▸ What needs to be done:
Determine how many lines of the listing below contain the word "finial". Reply with that number alone.

▸ Data for processing:
↓↓↓
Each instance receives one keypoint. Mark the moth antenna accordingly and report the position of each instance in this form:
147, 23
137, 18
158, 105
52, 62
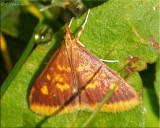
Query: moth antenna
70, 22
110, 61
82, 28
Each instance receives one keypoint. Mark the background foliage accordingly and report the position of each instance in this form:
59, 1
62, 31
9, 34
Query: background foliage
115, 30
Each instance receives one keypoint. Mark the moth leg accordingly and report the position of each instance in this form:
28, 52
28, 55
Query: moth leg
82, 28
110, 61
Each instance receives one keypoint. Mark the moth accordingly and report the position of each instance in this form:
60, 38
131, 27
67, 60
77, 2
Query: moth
↑↑↑
↓↓↓
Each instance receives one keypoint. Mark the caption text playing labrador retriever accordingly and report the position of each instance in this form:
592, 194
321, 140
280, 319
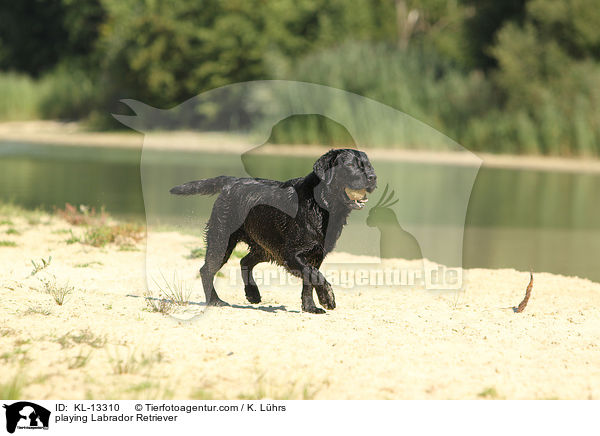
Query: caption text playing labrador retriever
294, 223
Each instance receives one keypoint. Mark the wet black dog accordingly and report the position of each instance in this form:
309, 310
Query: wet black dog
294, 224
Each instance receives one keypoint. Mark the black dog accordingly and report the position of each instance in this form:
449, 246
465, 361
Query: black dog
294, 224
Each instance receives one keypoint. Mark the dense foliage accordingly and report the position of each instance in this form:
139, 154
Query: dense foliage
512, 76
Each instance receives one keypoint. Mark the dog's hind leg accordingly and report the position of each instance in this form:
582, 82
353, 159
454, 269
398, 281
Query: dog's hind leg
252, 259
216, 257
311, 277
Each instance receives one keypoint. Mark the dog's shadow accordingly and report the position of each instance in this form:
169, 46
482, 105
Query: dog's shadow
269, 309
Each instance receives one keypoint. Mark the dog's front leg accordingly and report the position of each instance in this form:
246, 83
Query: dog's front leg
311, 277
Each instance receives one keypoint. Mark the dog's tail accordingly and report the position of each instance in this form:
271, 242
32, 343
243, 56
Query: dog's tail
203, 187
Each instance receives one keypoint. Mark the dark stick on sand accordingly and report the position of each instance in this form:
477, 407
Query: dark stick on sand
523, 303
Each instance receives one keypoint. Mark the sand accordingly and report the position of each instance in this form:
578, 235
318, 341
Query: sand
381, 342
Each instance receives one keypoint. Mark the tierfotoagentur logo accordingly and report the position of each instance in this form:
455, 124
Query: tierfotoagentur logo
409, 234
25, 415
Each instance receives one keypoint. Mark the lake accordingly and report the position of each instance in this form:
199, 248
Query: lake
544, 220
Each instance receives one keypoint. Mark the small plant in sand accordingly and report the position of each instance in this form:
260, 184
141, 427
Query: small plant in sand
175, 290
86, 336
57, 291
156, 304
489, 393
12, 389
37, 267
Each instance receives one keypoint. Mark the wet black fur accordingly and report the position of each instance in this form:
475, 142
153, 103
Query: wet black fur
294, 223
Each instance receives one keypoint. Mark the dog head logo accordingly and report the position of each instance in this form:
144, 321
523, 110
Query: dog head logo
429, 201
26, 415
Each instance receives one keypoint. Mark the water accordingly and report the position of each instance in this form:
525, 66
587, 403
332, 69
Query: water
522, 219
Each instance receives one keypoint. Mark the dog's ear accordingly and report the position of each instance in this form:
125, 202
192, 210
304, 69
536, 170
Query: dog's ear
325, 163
↑↑↑
↓↓↓
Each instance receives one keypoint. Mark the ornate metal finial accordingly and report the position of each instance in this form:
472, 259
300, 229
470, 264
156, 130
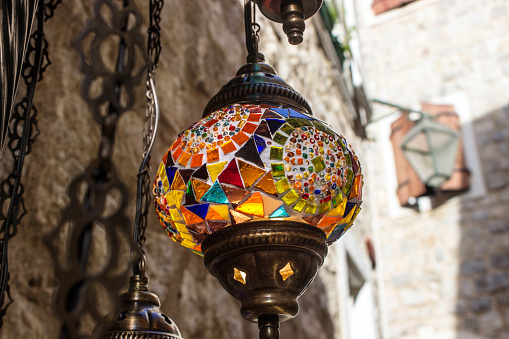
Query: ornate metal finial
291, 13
↑↑↑
▸ Final result:
2